Challenge a =>
List every class name that the text on TectoMT node attributes mentions.

Attributes of documents, bundles or nodes can be accessed by attribute getters and setters:

  • $document->get_attr($attr_name); $document->set_attr($attr_name, $attr_value);

  • $bundle->get_attr($attr_name); $bundle->set_attr($attr_name, $attr_value);

  • $node->get_attr($attr_name); $node->set_attr($attr_name, $attr_value);

$attr_name is always a string (following the Fslib conventions in the case of structured attributes, e.g. using slash in structured attributed, e.g. 'gram/gender').

New classes, with functionality specific only for some layers, can be derived from TectoMT::Node. For example, methods for accessing effective children/parents should be defined for nodes of dependency trees. Thus, there are for example classes TectoMT::Node::SEnglishA or TectoMT::Node::SCzechA offering methods get_eff_parents and get_eff_children, which are inherited from a general analytical 'abstract class' TectoMT::Node::A (which itself is derived from TectoMT::Node). Please note that the names of the 'terminal' classes are the same as the layer names. If there is no specific class defined for some layer, TectoMT::Node is used as a default for nodes on this layer.

All these classes are stored in devel/libs/core. Obviously, they are crucial for functioning of most other components of TectoMT, so their functionality should be carefully checked after any changes.

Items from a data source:
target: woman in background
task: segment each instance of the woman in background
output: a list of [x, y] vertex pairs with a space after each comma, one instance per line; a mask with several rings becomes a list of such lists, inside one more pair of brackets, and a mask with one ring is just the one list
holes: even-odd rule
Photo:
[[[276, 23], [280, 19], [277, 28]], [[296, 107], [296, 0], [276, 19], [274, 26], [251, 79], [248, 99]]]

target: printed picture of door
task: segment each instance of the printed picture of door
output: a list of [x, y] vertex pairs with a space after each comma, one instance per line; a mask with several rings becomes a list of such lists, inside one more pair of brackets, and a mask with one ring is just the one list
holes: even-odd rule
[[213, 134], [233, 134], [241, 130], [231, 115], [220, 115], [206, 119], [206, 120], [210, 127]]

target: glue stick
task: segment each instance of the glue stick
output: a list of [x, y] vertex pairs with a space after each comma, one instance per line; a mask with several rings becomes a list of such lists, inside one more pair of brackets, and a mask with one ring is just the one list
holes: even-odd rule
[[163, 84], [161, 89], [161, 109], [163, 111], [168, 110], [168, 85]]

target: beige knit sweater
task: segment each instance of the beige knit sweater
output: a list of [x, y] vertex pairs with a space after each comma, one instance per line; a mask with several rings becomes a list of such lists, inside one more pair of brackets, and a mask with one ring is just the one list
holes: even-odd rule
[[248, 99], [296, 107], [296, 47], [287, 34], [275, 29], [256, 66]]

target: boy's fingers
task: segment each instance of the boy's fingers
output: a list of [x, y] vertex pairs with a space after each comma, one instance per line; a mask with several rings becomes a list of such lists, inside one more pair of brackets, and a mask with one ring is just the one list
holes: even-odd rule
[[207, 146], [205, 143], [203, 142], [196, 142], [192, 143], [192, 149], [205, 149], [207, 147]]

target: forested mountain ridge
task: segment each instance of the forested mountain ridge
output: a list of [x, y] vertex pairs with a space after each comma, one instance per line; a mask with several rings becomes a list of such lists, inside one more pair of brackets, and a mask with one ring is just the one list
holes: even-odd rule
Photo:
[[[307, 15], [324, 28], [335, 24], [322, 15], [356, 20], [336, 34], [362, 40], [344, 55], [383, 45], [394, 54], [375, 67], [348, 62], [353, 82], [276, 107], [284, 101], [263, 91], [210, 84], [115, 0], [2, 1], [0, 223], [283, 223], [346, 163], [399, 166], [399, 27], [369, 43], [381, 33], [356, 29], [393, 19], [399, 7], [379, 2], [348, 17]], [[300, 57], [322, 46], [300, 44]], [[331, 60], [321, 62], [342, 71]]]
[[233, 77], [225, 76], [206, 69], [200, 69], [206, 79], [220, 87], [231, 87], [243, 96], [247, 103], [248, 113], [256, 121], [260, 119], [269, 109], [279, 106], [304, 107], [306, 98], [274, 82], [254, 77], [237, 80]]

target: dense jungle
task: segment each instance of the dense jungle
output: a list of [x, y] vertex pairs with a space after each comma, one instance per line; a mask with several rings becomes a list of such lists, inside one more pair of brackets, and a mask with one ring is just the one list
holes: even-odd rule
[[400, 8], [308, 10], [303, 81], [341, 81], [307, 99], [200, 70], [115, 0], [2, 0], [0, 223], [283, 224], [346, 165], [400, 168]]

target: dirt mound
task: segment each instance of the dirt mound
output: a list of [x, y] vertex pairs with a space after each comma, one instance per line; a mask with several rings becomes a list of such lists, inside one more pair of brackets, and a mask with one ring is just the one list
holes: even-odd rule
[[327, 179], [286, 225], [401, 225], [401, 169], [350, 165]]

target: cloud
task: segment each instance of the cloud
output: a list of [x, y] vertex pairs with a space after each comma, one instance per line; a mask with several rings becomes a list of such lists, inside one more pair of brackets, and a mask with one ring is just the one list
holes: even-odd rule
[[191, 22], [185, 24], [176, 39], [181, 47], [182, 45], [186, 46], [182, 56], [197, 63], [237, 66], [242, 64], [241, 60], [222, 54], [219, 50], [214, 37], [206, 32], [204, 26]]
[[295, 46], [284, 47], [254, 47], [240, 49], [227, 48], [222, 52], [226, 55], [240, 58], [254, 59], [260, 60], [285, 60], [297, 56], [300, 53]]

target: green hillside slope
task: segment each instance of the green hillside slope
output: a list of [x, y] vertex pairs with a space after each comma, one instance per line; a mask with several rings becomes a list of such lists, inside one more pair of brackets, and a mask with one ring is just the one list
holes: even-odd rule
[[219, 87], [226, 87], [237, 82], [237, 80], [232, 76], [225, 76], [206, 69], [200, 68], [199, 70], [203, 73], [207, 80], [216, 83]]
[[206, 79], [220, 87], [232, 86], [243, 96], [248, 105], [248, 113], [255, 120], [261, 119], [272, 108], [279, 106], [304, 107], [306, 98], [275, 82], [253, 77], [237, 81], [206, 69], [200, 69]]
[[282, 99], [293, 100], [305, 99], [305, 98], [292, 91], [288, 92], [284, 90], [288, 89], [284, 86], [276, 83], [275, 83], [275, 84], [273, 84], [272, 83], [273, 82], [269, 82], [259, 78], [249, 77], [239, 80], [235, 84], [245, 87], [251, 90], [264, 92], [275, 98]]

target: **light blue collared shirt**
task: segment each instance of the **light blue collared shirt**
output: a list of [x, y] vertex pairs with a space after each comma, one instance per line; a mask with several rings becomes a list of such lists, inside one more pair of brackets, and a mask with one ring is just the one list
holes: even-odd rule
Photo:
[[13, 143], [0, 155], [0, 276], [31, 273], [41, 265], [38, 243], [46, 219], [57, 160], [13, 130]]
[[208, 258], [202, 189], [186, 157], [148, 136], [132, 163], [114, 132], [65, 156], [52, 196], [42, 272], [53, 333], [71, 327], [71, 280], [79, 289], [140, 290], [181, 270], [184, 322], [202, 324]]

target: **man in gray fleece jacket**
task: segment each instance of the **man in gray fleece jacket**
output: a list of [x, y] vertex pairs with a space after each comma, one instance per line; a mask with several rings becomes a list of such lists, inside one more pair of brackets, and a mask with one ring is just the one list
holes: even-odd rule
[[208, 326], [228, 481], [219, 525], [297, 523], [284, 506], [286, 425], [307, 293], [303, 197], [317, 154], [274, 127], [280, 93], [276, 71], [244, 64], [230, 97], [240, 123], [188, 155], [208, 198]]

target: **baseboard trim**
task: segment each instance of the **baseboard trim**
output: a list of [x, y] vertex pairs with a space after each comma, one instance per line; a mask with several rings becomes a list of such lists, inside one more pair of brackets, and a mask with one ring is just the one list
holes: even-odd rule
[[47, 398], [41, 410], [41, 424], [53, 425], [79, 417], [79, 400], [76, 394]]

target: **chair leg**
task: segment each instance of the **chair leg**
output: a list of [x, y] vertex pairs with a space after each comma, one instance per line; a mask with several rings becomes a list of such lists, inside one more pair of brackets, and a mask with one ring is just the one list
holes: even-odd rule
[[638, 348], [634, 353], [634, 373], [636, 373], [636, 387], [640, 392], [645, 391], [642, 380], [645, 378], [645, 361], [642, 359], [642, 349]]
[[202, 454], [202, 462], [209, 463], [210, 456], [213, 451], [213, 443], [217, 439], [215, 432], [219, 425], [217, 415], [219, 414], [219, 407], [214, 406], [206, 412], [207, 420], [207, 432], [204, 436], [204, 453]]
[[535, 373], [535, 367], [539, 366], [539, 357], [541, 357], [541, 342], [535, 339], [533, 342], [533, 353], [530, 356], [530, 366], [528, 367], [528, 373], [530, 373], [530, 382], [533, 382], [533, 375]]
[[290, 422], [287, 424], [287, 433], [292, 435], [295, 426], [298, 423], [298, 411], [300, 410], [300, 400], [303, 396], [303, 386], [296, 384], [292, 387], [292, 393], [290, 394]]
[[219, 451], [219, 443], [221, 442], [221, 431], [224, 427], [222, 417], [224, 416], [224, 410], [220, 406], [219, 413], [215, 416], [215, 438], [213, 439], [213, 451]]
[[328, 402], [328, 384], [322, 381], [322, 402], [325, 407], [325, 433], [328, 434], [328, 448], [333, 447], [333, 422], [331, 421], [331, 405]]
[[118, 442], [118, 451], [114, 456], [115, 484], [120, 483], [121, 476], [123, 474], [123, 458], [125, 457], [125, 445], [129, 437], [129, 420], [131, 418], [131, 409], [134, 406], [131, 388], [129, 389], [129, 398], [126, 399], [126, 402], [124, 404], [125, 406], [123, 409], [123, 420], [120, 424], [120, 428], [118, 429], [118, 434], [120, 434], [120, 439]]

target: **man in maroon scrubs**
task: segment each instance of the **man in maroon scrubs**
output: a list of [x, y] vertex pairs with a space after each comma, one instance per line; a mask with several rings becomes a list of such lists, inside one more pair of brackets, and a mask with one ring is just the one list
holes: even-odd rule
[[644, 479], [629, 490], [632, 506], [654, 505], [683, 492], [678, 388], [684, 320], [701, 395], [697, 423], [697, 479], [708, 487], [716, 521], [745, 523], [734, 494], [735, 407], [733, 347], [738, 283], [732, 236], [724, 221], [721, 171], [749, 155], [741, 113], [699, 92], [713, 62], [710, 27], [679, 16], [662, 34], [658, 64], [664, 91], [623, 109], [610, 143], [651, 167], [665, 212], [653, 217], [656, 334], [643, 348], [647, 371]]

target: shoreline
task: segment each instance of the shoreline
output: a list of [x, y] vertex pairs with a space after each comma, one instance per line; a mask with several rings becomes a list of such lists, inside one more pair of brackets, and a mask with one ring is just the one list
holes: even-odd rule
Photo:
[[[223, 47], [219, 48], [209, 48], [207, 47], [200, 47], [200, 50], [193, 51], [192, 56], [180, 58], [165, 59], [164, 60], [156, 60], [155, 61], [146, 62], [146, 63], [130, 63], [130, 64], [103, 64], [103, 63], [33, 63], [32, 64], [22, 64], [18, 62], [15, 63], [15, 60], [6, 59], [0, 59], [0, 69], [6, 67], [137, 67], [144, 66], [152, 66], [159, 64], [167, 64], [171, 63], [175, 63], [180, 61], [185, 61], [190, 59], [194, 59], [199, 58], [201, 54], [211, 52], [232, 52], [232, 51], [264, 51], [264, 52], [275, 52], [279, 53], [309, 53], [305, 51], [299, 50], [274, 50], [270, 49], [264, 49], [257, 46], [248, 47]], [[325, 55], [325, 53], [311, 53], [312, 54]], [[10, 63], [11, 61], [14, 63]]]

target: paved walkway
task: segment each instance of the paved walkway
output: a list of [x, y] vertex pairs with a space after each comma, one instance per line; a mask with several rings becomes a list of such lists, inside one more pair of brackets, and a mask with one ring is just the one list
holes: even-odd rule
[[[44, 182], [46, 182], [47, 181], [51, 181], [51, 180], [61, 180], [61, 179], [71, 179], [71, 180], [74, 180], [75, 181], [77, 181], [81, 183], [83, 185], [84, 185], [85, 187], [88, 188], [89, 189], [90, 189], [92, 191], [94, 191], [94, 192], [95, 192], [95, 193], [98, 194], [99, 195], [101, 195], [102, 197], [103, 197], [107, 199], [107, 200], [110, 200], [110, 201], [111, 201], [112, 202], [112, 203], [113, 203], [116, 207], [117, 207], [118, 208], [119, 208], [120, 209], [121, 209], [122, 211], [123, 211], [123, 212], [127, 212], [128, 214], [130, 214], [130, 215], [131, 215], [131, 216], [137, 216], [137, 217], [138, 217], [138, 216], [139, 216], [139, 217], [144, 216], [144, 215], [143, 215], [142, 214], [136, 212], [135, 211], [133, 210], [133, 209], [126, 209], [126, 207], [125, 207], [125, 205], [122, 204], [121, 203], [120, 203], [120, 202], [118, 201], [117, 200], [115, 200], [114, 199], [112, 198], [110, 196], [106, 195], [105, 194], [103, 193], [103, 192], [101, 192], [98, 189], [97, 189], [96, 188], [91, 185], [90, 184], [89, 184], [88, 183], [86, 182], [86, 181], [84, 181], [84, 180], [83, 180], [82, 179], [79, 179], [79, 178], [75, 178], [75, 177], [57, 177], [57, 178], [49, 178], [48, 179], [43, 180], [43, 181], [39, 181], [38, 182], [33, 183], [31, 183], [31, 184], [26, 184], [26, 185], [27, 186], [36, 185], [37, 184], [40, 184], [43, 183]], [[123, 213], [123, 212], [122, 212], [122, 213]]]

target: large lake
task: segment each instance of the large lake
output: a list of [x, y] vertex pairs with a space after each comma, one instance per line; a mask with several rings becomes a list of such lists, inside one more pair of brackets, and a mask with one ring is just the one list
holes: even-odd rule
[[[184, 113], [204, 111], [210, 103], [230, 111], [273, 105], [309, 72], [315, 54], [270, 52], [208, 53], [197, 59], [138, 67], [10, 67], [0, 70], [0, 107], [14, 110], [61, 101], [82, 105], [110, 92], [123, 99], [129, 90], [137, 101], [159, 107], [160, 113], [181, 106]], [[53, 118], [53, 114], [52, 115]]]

Challenge b =>
In the records, edit everything from the line containing "target: dirt mound" down to the line containing "task: segment each instance of the dirt mound" by replacing "dirt mound" with "gravel heap" and keeping all else unchanged. Return only those lines.

Answer a =>
TectoMT::Node
TectoMT::Node::SEnglishA
TectoMT::Node::SCzechA
TectoMT::Node::A

Answer b =>
target: gravel heap
task: segment each instance of the gravel heap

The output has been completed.